• AIM:
Restate the records below word for word.

(Stored data entries)

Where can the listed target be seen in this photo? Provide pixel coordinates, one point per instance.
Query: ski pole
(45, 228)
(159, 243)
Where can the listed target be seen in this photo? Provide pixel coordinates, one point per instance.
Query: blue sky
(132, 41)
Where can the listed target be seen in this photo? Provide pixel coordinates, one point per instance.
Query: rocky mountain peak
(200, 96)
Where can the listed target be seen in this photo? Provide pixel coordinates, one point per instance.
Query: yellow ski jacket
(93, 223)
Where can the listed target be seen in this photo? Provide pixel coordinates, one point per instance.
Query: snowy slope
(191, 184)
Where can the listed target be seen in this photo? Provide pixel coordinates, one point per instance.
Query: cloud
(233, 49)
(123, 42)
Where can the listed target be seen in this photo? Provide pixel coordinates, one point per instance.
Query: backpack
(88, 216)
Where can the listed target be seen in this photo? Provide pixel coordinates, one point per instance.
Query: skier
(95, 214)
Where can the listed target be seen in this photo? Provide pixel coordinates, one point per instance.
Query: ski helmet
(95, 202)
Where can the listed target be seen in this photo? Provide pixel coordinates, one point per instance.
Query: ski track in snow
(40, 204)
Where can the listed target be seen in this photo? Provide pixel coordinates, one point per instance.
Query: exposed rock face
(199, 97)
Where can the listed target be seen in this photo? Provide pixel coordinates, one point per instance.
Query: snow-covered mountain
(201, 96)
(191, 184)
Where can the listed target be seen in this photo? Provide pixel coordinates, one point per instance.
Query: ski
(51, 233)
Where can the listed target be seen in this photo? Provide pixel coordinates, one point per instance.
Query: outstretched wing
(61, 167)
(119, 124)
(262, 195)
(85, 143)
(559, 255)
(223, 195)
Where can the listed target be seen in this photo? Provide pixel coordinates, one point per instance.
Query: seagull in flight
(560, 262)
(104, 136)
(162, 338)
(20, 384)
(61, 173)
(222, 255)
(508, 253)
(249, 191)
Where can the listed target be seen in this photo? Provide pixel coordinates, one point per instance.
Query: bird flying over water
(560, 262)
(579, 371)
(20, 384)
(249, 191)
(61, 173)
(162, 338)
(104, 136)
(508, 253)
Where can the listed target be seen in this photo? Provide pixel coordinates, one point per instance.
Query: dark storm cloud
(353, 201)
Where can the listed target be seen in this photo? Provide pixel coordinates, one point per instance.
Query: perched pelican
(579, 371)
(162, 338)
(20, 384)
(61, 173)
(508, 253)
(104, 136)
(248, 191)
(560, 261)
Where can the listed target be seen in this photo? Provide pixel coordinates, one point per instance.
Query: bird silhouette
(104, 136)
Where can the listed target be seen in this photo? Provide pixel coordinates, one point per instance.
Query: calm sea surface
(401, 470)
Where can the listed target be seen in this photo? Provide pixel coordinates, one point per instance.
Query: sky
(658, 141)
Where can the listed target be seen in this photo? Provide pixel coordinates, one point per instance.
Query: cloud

• ANSWER FOR THIS EXERCISE:
Where can the listed target be seen in this photo? Provide pixel coordinates, one point per instance.
Query: ski pole
(45, 228)
(159, 243)
Where can the listed target be seen in this photo? Provide pixel coordinates, one point per instance.
Query: blue sky
(132, 41)
Where can the listed target be seen in this photo? Provide pixel coordinates, one point per instance.
Query: rocky mountain peak
(200, 96)
Where can the listed target be seen in this photo? Provide pixel coordinates, one point per instance.
Query: yellow ski jacket
(93, 223)
Where can the listed target be seen in this photo? Provide pixel coordinates, one point per instance.
Query: snowy slope
(191, 184)
Where can the listed target be seen in this photo? Provide pixel coordinates, one point per instance.
Query: cloud
(233, 49)
(123, 42)
Where can the listed target be seen in this photo? Provide pixel coordinates, one point per instance.
Query: backpack
(88, 216)
Where can the listed target be seen in this photo? Provide pixel coordinates, one point per instance.
Query: skier
(95, 214)
Where can the listed target be seen in this photo? Provide pixel coordinates, one point per instance.
Query: ski helmet
(95, 202)
Where can the listed target be seen in this photo? Provide pixel coordinates, one point per instance.
Query: ski track in snow
(40, 204)
Where can the listed target be seen in this photo? Provide pixel coordinates, one point per instance.
Query: exposed rock face
(199, 97)
Where can the listed target be seen in this photo? Provide pixel coordinates, one point per instance.
Query: snow-covered mountain
(201, 96)
(191, 184)
Where can the listed target be seen in this photo? Provide pixel coordinates, one point per instance.
Query: ski
(51, 233)
Where can the listed target be seen in this photo? Provide pixel coordinates, one point per instance.
Query: outstretched wing
(61, 167)
(119, 124)
(262, 195)
(85, 143)
(559, 255)
(223, 195)
Where can the listed target be seen in this photo? Provide pixel coordinates, one point per instance.
Query: seagull in flight
(560, 262)
(104, 136)
(162, 338)
(20, 384)
(61, 173)
(222, 255)
(508, 253)
(249, 191)
Where can the listed target be seen in this photo? Provide pixel coordinates, one point per instance.
Query: bird flying over water
(560, 262)
(579, 371)
(20, 384)
(249, 191)
(61, 173)
(162, 338)
(104, 136)
(508, 253)
Where can the listed target be seen in this photo? Provide pixel coordinates, one point per instance.
Query: dark storm cloud
(353, 201)
Where can the listed target be seen in this photo? Provide pixel coordinates, one point per instance.
Query: perched pelican
(579, 371)
(162, 338)
(20, 384)
(61, 173)
(508, 253)
(104, 136)
(248, 191)
(560, 261)
Where can the listed target be seen in this photo? Provide pixel coordinates, one point per instance.
Query: bird silhouette
(104, 136)
Where can the listed target be seen in this photo? Provide pixel coordinates, one point per instance.
Query: calm sea surface
(401, 470)
Where can the listed target be seen in this photo? Provide pixel coordinates, one point per instance.
Query: sky
(658, 141)
Where can the listed target be seen in this photo? Provide pixel coordinates, one point per instance.
Query: cloud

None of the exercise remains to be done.